• _TEXTO PROPORCIONADO_:
::::::
Es indudable la estrecha filiación que Nietzsche entrevé entre la cultura olímpica griega y el arte apolíneo. Ambas proporcionan una imagen de la realidad, cuya contemplación no sólo hace posible la vida y la exalta, sino que además se convierte en una fuente de verdades profundas sobre la existencia humana que resultan así accesibles de manera más directa e intuitiva. Y sin embargo Nietzsche hace valer también la diferencia. El mundo olímpico griego representa sólo un momento histórico específico e irrepetible, y la forma como aquí se armonizó un saber metafísico superior con la vitalidad del pueblo, no se puede hipostasiar a una especie de estado originario de toda cultura (cf. NT §3 54) al que siempre tendríamos oportunidad de regresar. En esa medida, ya el joven Nietzsche se prohíbe ese tipo de retorno al pasado que el romanticismo había emprendido como vía para la renovación de la cultura. Pero si el experimento griego es irrepetible, el arte no lo es. Pese a las innegables evoluciones en la técnica y en los materiales, y a los cambios de estilos y de escuelas, Nietzsche parece suponer que existe una línea que aúna al arte apolíneo del escultor griego con un pintor moderno como Rafael. El arte, el arte apolíneo por lo pronto, resulta siempre actual y por lo tanto nos ofrece siempre una imagen donde contemplar los trazos esenciales de la realidad.

Podemos, a esta altura, hacer un balance de lo obtenido hasta aquí. Nosotros buscamos caracterizar la experiencia artística determinada por los principios de lo apolíneo y lo dionisíaco y partimos de la tesis de que se trata allí de una experiencia de saber y de verdad que cumple una función vital central. Nuestro análisis del principio apolíneo ha confirmado esta intuición. Aquí fue necesario primero deslindar de las múltiples manifestaciones de lo apolíneo aquellas que son propiamente artísticas. La categoría clave para ello es, siguiendo una antigua tradición de la filosofía del arte, la categoría de lo bello. La apariencia del arte es bella, es la bella imagen que invita a los hombres a la contemplación, a la contemplación de la realidad informe, cambiante, amoral y terrible de Dioniso, una vez que ésta ha sido enaltecida con los trazos hermosos del artista apolíneo. Volveremos enseguida sobre el significado de ese enaltecimiento de Dioniso por Apolo que tiene lugar en el arte. Por ahora interesa destacar la tensión que se resuelve en la experiencia humana con lo artístico apolíneo: allí gana el individuo un saber de las fuerzas determinantes de la realidad y de su destino, de la necesidad de la apariencia, de la tragedia de una existencia fundada en un devenir sin lógos ni télos, pero de manera tal, que quien hace esta experiencia contempla con entusiasmo esta imagen terrible y ama con más fuerza la vida.6 Por último habría que precisar que este conocimiento aquí obtenido es sólo el conocimiento contemplativo de un individuo que observa como espectador pasivo (como "sentado tranquilamente en medio del mar") la imagen del mundo que se le ofrece. He aquí la razón por la cual Nietzsche no considerará al saber y a la experiencia propias del arte apolíneo, la realización suprema de la experiencia estética.
::::::
• _Entradas de una fuente de datos_:
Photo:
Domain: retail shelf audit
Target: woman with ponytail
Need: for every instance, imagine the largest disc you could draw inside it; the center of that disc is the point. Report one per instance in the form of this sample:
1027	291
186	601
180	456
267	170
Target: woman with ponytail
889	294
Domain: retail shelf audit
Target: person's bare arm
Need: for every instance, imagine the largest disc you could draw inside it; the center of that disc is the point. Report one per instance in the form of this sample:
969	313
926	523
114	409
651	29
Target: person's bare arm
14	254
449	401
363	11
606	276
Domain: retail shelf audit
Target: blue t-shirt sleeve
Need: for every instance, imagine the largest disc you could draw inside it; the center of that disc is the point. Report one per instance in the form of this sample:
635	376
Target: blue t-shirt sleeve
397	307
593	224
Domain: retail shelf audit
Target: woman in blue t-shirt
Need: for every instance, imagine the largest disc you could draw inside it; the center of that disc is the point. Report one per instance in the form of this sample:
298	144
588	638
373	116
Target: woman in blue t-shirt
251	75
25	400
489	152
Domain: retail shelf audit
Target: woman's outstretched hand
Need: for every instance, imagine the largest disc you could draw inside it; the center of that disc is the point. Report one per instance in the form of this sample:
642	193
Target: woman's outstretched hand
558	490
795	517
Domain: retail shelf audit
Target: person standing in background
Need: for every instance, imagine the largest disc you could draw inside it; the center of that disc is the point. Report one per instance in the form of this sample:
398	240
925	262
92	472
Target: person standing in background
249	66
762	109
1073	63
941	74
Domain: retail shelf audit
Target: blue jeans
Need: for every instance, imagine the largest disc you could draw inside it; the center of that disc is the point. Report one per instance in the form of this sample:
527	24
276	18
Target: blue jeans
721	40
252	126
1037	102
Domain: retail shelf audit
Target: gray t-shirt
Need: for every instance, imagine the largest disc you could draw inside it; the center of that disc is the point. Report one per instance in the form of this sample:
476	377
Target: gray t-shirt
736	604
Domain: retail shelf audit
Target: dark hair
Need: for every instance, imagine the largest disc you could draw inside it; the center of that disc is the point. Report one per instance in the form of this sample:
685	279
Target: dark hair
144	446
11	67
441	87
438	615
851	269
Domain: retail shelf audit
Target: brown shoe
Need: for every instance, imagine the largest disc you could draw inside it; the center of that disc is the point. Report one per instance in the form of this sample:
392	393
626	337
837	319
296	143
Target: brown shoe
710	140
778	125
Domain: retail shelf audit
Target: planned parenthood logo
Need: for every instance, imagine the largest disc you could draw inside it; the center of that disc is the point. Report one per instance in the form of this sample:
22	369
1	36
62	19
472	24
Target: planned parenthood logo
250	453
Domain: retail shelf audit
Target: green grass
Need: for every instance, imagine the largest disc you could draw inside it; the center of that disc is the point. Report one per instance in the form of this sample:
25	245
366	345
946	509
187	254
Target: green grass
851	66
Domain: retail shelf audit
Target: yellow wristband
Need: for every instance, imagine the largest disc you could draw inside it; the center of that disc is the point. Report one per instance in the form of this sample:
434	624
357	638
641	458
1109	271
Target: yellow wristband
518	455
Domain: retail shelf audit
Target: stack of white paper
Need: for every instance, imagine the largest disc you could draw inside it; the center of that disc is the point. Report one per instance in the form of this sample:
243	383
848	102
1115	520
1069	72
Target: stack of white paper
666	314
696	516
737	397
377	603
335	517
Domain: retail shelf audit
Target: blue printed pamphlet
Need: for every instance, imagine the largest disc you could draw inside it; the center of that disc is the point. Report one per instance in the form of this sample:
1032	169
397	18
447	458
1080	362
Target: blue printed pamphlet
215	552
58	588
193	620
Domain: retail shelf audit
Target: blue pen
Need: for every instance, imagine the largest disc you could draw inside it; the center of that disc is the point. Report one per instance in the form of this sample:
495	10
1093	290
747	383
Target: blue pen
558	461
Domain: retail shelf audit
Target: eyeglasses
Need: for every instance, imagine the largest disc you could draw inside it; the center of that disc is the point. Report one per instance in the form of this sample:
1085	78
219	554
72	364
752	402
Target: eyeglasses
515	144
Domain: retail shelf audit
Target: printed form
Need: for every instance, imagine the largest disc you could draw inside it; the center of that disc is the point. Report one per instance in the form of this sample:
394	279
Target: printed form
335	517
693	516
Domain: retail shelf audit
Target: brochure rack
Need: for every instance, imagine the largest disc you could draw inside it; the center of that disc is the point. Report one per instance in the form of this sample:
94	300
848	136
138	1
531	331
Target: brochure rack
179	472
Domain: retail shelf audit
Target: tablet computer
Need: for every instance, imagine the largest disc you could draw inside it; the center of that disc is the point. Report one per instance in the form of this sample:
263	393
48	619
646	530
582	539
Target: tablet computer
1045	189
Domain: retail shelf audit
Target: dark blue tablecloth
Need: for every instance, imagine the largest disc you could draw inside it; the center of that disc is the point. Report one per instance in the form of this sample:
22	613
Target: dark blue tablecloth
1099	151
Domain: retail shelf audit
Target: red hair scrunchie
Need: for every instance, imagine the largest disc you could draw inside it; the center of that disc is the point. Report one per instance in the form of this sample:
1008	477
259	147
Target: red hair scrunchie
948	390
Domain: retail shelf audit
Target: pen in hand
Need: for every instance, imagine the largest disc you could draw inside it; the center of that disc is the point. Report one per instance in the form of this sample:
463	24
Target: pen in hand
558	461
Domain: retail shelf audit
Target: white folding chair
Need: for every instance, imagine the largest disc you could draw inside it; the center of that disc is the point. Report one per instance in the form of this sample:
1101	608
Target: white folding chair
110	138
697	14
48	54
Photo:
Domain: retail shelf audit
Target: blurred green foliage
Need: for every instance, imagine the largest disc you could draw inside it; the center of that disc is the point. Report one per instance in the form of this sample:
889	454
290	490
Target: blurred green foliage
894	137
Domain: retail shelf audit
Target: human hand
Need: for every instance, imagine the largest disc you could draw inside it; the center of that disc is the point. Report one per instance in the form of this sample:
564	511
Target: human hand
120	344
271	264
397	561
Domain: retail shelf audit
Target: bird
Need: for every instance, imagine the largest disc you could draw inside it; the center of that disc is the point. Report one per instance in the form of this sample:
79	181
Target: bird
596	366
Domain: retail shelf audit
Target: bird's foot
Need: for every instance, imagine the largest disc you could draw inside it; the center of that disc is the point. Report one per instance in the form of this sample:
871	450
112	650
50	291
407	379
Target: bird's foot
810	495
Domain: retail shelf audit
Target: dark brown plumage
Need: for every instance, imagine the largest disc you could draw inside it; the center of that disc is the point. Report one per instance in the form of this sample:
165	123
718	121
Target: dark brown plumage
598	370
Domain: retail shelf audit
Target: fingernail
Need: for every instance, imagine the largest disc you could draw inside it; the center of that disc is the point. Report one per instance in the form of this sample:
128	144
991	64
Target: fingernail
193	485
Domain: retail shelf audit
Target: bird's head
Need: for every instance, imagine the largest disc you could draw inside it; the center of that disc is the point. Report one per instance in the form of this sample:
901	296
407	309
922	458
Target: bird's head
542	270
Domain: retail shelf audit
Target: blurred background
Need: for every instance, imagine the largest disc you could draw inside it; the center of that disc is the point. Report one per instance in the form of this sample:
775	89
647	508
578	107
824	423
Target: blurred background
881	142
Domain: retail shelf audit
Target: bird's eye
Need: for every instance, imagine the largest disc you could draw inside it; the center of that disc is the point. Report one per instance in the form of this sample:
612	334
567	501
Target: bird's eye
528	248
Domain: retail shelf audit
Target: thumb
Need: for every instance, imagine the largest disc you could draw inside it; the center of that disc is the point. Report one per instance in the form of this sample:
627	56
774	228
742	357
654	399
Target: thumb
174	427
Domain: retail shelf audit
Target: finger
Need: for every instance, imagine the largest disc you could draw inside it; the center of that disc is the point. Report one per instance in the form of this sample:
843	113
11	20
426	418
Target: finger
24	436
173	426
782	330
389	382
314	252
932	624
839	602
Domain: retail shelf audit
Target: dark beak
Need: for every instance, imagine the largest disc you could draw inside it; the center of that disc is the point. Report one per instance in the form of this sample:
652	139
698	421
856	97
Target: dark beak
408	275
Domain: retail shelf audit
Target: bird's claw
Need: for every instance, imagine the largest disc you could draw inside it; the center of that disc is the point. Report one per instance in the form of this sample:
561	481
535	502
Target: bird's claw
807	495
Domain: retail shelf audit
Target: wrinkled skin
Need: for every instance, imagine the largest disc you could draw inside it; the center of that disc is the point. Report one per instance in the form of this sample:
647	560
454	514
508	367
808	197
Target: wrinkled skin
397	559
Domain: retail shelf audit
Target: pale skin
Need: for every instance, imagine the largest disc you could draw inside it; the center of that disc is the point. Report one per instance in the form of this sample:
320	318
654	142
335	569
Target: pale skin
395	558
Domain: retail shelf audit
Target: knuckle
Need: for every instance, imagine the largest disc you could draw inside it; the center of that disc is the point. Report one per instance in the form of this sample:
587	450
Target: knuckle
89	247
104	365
::::::
• _CONSIGNA_:
Escribe la continuación del texto sobre Nietzsche y el arte apolíneo a partir de su última oración. No hace falta consultar el material.

• _RESULTADO DEL EJERCICIO_:
1.2. Dioniso, arte trágico, saber participativo

Bajo el nombre de Dioniso Nietzsche establece un símbolo para el flujo informe e incontenible de la vida en su perpetuo proceso de creación y destrucción, de aniquilamiento y renovación. Como suele suceder en Nietzsche, el término no gana nunca la fijeza de un concepto y se usa más bien para recoger intuiciones provenientes de diversas fuentes: la ciega voluntad metafísica o el "uno primordial" de Schopenhauer, cuyas permanentes objetivaciones sólo tienen por meta su propia afirmación, o el resurgimiento del sentimiento trágico de la vida de los griegos, del mito, el instinto y la cercanía a lo natural, que desde el romanticismo ganaba presencia, alcanzando en la obra de Wagner una altura insuperable. Lo dionisíaco es ese poder creativo desbordante, ilimitado, carente de formas, estructura o armonía, que elevado a categoría metafísica se revela como el fondo infinito del que brota y al que retorna toda existencia individual. Justo por ello la experiencia de lo dionisíaco toma la forma en primera instancia de una disolución del individuo, o en el lenguaje de esta obra, de una "infracción del principium individuationis" representado por Apolo. ¿Cuándo tiene lugar una experiencia tal? Nietzsche se remite aquí a los estados de rapto colectivos, presentes en toda cultura, cuya función es trasgredir los límites sociales prescritos, para alcanzar, en una suerte de trance mágico, un sentimiento de comunión y fusión de todos los individuos en uno solo. Se trata de experiencias límite cuyo correlato afectivo consiste en una extraña copresencia del espanto (Grausen) ante la transgresión y el quiebre de la individualidad, y del éxtasis (Verzückung) que surge de la unión de los hombres entre sí y de su reconciliación en el todo de la naturaleza. Esta curiosa amalgama de espanto y éxtasis constituye lo que Nietzsche llama el sentimiento de la embriaguez (Rausch) (cf. NT §1 43-44), el estado fisiológico dionisíaco por excelencia que, paralelo al sueño apolíneo, será central, como veremos, dentro de las consideraciones estéticas.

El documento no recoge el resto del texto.